• SHORT PROBLEM
Send each entry back exactly as given, pictures excluded.

########################################

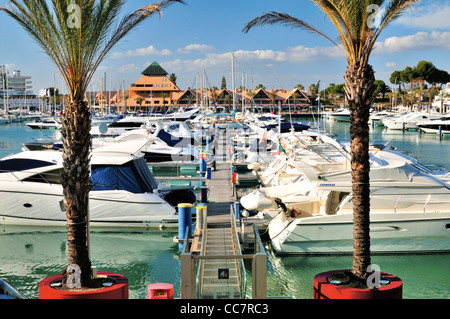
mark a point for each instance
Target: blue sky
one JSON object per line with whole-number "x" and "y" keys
{"x": 200, "y": 36}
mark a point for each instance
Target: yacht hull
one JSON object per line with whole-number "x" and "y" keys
{"x": 25, "y": 205}
{"x": 389, "y": 233}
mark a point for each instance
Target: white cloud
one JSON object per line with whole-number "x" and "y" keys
{"x": 150, "y": 50}
{"x": 428, "y": 17}
{"x": 195, "y": 47}
{"x": 415, "y": 42}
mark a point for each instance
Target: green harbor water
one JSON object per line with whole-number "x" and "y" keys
{"x": 30, "y": 254}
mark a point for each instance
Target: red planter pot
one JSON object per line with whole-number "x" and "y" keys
{"x": 119, "y": 290}
{"x": 323, "y": 289}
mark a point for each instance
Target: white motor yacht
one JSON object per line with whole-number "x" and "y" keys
{"x": 441, "y": 126}
{"x": 409, "y": 121}
{"x": 341, "y": 115}
{"x": 49, "y": 123}
{"x": 410, "y": 210}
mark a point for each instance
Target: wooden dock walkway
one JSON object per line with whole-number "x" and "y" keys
{"x": 217, "y": 248}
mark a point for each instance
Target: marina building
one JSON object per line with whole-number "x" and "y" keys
{"x": 155, "y": 91}
{"x": 16, "y": 90}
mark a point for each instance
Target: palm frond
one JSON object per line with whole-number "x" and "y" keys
{"x": 352, "y": 19}
{"x": 286, "y": 20}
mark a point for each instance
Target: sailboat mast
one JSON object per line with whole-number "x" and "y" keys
{"x": 232, "y": 80}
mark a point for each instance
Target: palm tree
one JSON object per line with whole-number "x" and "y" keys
{"x": 77, "y": 35}
{"x": 354, "y": 21}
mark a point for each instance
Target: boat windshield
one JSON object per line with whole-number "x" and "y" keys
{"x": 22, "y": 164}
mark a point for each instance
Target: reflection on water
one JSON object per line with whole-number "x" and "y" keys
{"x": 28, "y": 255}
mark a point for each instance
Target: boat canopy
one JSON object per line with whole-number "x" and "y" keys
{"x": 133, "y": 176}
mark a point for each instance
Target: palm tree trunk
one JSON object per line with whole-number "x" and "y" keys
{"x": 360, "y": 89}
{"x": 76, "y": 125}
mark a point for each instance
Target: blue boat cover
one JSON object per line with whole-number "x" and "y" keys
{"x": 171, "y": 140}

########################################

• ANSWER TO THE PROBLEM
mark a point for each instance
Target: blue sky
one JSON object per line with whole-number "x" and "y" keys
{"x": 200, "y": 36}
mark a point for each instance
Target: yacht hull
one JSON object per line with whole-number "x" and "y" keys
{"x": 25, "y": 205}
{"x": 389, "y": 233}
mark a point for each instance
Target: white cloud
one JSON object per line with whole-number "x" and "y" keys
{"x": 150, "y": 50}
{"x": 428, "y": 17}
{"x": 195, "y": 47}
{"x": 415, "y": 42}
mark a point for each instance
Target: green harbor water
one JSON object per line with whole-number "x" and "y" keys
{"x": 30, "y": 254}
mark a point for each instance
Target: red planter pot
one JSON object per line with whole-number "x" and "y" keys
{"x": 119, "y": 290}
{"x": 323, "y": 289}
mark a point for each instance
Target: white motor yacht
one JSON object per line with whole-number "x" and "y" keys
{"x": 441, "y": 126}
{"x": 409, "y": 121}
{"x": 341, "y": 115}
{"x": 49, "y": 123}
{"x": 410, "y": 210}
mark a point for each instance
Target: wooden dock walkway
one JSON object per line with whole-number "x" and "y" keys
{"x": 217, "y": 248}
mark a point for each instance
Target: marina building
one JSON object per line with whole-number "x" and "y" keys
{"x": 155, "y": 91}
{"x": 16, "y": 90}
mark a point for each instance
Target: palm frond
one JSON object per line with whole-number "x" and "y" keys
{"x": 352, "y": 19}
{"x": 286, "y": 20}
mark a point for each instance
Target: sailboat mast
one JSON object per line with whole-number "x" and "y" keys
{"x": 232, "y": 80}
mark a point for each instance
Target: palm tree
one JSON object per line with whole-number "x" and "y" keys
{"x": 77, "y": 35}
{"x": 354, "y": 21}
mark a point for each instance
Target: boat windshield
one JSON object per line with whole-number "x" and "y" keys
{"x": 22, "y": 164}
mark a point for each instance
Target: reflection on water
one JSON object per line with whole-number "x" and "y" keys
{"x": 28, "y": 255}
mark a point for each instance
Target: boat canopy
one JSON object per line with whole-number "x" and "y" keys
{"x": 133, "y": 176}
mark a point for each instance
Target: palm tree trunk
one JSON object per line with whole-number "x" and "y" keys
{"x": 360, "y": 89}
{"x": 76, "y": 125}
mark a point for each instance
Target: blue boat cover
one JSON object per line with whole-number "x" and "y" keys
{"x": 171, "y": 140}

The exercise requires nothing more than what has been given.